#### [Exercise directions]
Retype the data that follows line by line, exactly, and leave its pictures out.

=======

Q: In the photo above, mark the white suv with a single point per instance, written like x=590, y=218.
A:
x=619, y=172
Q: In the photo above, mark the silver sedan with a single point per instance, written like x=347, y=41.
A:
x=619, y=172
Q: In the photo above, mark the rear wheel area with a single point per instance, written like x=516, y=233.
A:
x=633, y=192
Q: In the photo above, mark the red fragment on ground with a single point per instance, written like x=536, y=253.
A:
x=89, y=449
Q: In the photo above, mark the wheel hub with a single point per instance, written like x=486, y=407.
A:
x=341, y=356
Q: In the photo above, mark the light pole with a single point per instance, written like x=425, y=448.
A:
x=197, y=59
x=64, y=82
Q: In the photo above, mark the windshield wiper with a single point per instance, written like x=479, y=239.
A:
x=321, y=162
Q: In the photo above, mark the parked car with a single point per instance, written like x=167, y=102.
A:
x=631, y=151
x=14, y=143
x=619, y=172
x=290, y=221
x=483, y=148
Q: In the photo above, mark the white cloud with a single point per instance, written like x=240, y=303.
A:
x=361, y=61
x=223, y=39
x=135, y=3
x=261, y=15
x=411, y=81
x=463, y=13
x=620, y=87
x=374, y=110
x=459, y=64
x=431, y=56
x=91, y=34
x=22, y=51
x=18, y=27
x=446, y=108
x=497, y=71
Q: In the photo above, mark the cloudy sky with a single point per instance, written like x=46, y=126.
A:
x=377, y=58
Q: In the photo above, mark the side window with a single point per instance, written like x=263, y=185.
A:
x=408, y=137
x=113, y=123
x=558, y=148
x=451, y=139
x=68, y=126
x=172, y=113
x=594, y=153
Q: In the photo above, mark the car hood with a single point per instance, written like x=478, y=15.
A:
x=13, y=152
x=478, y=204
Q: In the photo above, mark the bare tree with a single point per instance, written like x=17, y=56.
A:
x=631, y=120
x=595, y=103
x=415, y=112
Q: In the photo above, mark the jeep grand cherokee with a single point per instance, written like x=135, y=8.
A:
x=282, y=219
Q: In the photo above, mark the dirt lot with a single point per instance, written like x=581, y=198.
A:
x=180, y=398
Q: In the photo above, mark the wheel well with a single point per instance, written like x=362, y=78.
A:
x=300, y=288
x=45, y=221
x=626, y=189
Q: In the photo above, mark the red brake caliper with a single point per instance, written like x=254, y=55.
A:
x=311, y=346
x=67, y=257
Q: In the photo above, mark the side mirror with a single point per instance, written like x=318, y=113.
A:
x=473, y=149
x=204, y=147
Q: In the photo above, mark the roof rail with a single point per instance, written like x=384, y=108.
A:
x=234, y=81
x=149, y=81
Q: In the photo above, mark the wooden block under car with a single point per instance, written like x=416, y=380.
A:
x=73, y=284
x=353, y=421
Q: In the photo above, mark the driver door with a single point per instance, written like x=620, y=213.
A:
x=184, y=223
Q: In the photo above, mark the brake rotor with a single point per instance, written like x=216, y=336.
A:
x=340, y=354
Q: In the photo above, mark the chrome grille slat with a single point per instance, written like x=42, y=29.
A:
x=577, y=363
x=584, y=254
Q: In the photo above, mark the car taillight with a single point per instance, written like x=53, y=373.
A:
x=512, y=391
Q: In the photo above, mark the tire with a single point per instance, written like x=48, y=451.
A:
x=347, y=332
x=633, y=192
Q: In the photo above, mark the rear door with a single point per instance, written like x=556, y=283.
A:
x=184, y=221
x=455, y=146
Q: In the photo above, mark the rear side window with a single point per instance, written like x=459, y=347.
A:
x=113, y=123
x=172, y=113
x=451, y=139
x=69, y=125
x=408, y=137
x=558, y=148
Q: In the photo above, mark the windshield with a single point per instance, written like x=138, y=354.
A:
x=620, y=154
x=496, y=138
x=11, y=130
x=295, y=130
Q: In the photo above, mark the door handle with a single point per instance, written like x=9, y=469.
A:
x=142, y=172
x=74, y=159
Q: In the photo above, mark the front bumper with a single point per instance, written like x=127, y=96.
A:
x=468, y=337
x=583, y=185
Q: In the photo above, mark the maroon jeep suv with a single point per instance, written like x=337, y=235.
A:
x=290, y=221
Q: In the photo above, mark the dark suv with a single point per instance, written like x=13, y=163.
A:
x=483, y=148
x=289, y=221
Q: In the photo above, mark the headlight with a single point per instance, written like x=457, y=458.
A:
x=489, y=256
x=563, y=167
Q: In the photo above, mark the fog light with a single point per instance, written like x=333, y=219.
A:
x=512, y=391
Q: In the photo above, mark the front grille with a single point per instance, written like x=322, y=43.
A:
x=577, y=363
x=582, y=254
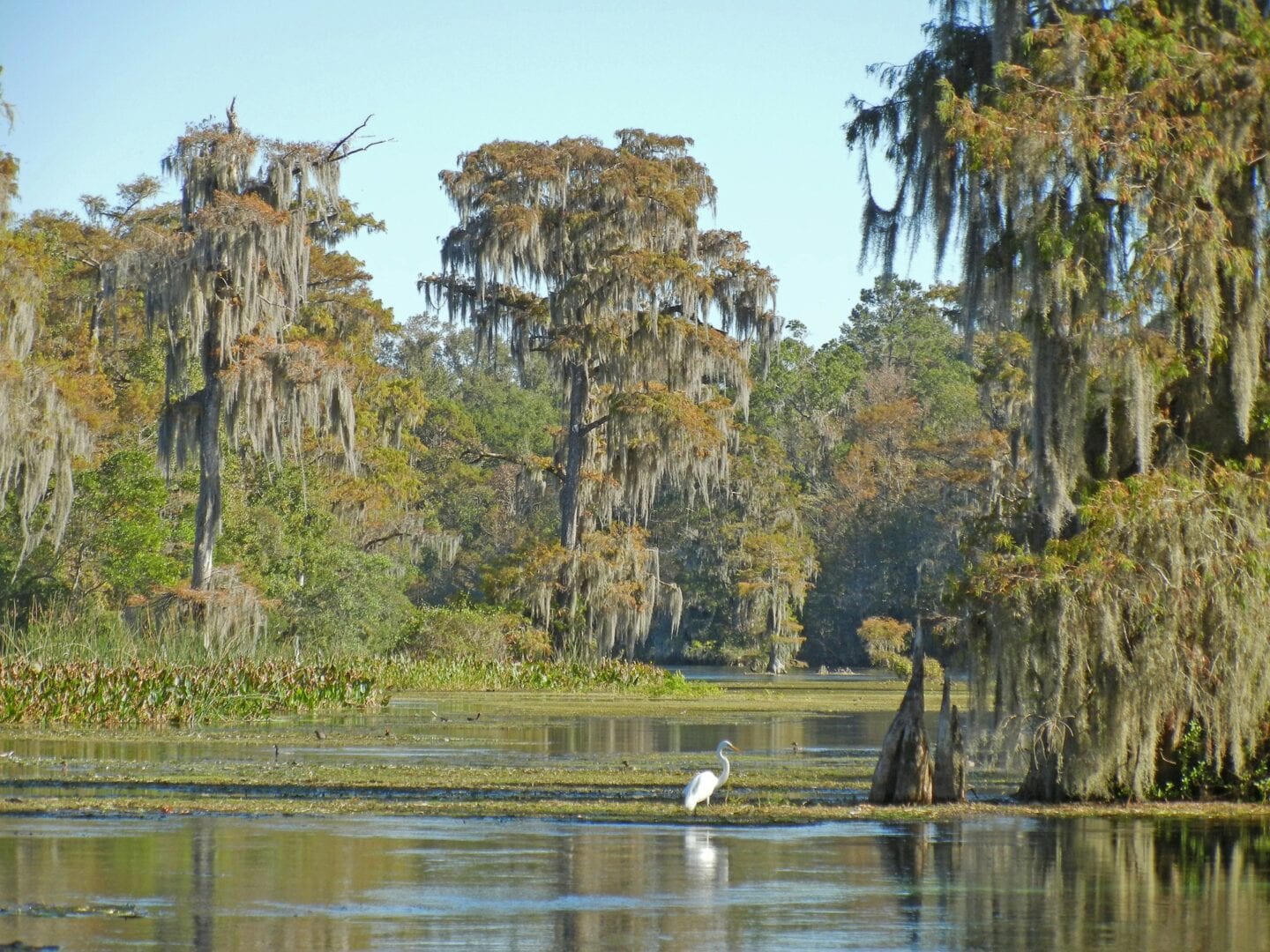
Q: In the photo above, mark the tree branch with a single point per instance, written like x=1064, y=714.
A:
x=335, y=152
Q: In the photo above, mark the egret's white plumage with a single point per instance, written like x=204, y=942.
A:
x=706, y=782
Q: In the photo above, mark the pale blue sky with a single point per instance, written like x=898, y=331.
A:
x=103, y=88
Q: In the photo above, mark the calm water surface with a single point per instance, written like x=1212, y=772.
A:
x=236, y=882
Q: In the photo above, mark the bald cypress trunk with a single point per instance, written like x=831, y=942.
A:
x=903, y=772
x=949, y=755
x=576, y=456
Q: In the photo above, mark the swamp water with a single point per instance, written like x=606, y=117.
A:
x=372, y=882
x=147, y=880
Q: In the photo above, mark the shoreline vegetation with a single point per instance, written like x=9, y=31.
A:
x=363, y=758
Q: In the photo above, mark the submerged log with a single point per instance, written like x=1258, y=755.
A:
x=949, y=753
x=903, y=772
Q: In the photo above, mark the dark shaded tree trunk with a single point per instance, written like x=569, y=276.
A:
x=949, y=753
x=903, y=772
x=576, y=456
x=207, y=516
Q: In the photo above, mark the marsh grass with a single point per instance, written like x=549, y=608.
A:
x=93, y=669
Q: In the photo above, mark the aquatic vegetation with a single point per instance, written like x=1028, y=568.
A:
x=153, y=692
x=556, y=675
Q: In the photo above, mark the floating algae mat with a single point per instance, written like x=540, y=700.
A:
x=810, y=746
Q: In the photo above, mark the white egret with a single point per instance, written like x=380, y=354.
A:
x=706, y=782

=======

#### [Result of the exercise]
Q: In the photo above, mark the white suv with a single point per instance, written like x=590, y=218.
A:
x=619, y=172
Q: In the photo above, mark the silver sedan with a single point per instance, written like x=347, y=41.
A:
x=619, y=172
Q: In the photo above, mark the rear wheel area with a single point per instance, written like x=516, y=233.
A:
x=633, y=192
Q: In the photo above, mark the red fragment on ground with a single point per instance, written like x=536, y=253.
A:
x=89, y=449
Q: In the photo above, mark the wheel hub with a single point per instance, written like x=486, y=407.
A:
x=341, y=356
Q: In the photo above, mark the light pole with a single point per instance, written like x=425, y=448.
A:
x=197, y=59
x=64, y=82
Q: In the photo above, mark the windshield wiper with a single point per instance, written like x=479, y=239.
A:
x=321, y=162
Q: In the photo above, mark the parked car with a single point per instance, written like x=167, y=102.
A:
x=631, y=151
x=14, y=143
x=619, y=172
x=290, y=221
x=483, y=148
Q: In the photo above, mark the white cloud with a single point per instance, written like x=240, y=303.
A:
x=361, y=61
x=223, y=39
x=135, y=3
x=261, y=15
x=411, y=81
x=463, y=13
x=620, y=87
x=374, y=110
x=459, y=64
x=431, y=56
x=91, y=34
x=22, y=51
x=18, y=27
x=446, y=108
x=497, y=71
Q: In the photo above, mark the cloudy sky with a single point per instance, written like x=46, y=126.
A:
x=377, y=58
Q: In the photo above, mark the side window with a single point per instance, written like x=263, y=185.
A:
x=408, y=137
x=113, y=123
x=558, y=148
x=451, y=139
x=68, y=126
x=172, y=113
x=594, y=153
Q: In the photo above, mark the car hood with a single point per instance, written like x=478, y=15.
A:
x=13, y=152
x=478, y=204
Q: In the photo above, mark the bare tree with a single point per instance, written like x=17, y=56.
A:
x=631, y=120
x=595, y=103
x=415, y=112
Q: In the photo above, mark the jeep grand cherokee with a single point per instance, written like x=135, y=8.
A:
x=282, y=219
Q: In the photo above, mark the dirt lot with a single point per instance, written like x=581, y=198.
A:
x=180, y=398
Q: In the photo above, mark the wheel well with a single point per instance, written like x=362, y=78.
A:
x=300, y=288
x=45, y=221
x=626, y=189
Q: In the photo above, mark the red brake caliper with a single point per instance, written like x=254, y=55.
A:
x=311, y=346
x=67, y=257
Q: In the photo above, mark the side mirror with a single point per instance, written like x=318, y=113.
A:
x=473, y=149
x=204, y=147
Q: In the photo above, mark the roof rail with a single point per instance, written like x=384, y=108.
A:
x=234, y=81
x=149, y=81
Q: In the photo above, mark the wooden block under car with a single point per instance, written like x=416, y=380.
A:
x=73, y=284
x=353, y=421
Q: In the photo above, mark the driver door with a single point per instance, written like x=620, y=213.
A:
x=184, y=223
Q: In the photo above, mark the brake rotor with a single point per instance, written like x=216, y=336.
A:
x=340, y=354
Q: In the photo above, mark the chrome grille slat with a single point per instance, written like x=42, y=29.
A:
x=577, y=363
x=584, y=254
Q: In the photo above, mark the car taillight with a single point per instance, written like x=53, y=373.
A:
x=512, y=391
Q: In the photo above, mark the tire with a single point per instance, written like x=48, y=451.
A:
x=347, y=332
x=633, y=192
Q: In the photo above, mark the rear door with a single point per instance, written like x=556, y=283.
A:
x=184, y=221
x=455, y=146
Q: In the photo above, mark the rear side window with a single point per instance, written like x=459, y=347.
A:
x=113, y=123
x=172, y=113
x=451, y=139
x=69, y=125
x=408, y=137
x=558, y=148
Q: In the photo above, mark the windshield with a single point per instance, written like x=138, y=354.
A:
x=620, y=154
x=496, y=138
x=11, y=130
x=295, y=130
Q: In the photo above, mark the door handle with a single point per instance, written like x=9, y=469.
A:
x=142, y=172
x=74, y=159
Q: In the photo above, mark the front bumper with a single point per instance, written like x=127, y=96.
A:
x=468, y=337
x=583, y=185
Q: In the photo above, mark the maroon jeep suv with a single point per instance, written like x=337, y=235.
A:
x=290, y=221
Q: In the photo above, mark the dark suv with a single point per instance, written like x=13, y=163.
A:
x=483, y=148
x=289, y=221
Q: In the photo above, mark the headlight with a single point per instance, written like x=457, y=458.
A:
x=489, y=256
x=563, y=167
Q: In the photo above, mark the fog light with a single point per instance, written like x=333, y=219.
A:
x=512, y=391
Q: In the photo above, mark the front grille with a single point per instance, written like x=322, y=43.
A:
x=577, y=363
x=582, y=254
Q: In the photo above, mark the tree branch with a single point per instance, written like x=1064, y=714.
A:
x=335, y=152
Q: In the photo above, mark the egret's white plumage with a single point per instance, written like x=204, y=942.
A:
x=706, y=782
Q: In the photo above, mark the pale blue sky with a single point per instance, written like x=898, y=331.
A:
x=103, y=88
Q: In the photo above, mark the calm water surface with a single point per instance, written like x=1212, y=772.
A:
x=236, y=882
Q: In the photo above, mark the bald cypress trunk with a single point per instance, written like x=831, y=942.
A:
x=903, y=772
x=949, y=755
x=576, y=456
Q: In the photo above, mark the swamp water with a single point per instance, written like x=606, y=117.
A:
x=372, y=882
x=147, y=880
Q: In the photo above, mark the shoreline vegetation with a single point per instance, written like x=9, y=31.
A:
x=363, y=758
Q: In the photo above, mark the submerged log with a single point per instance, written like x=1258, y=755.
A:
x=949, y=753
x=903, y=772
Q: In the photo above, mark the dark shaded tree trunk with a single point per instance, written like x=569, y=276.
A:
x=949, y=753
x=903, y=772
x=576, y=456
x=207, y=516
Q: In the photo above, mark the marsh grass with a single point per instance, written like x=549, y=608.
A:
x=93, y=669
Q: In the photo above, mark the aquatic vegetation with a single point per instance, written like x=1028, y=568.
A:
x=153, y=692
x=556, y=675
Q: In the photo above, mark the floating algae mat with a single point per instance, written like x=540, y=700.
A:
x=810, y=746
Q: In the photo above, mark the white egret with a single point per instance, written like x=380, y=354.
A:
x=706, y=782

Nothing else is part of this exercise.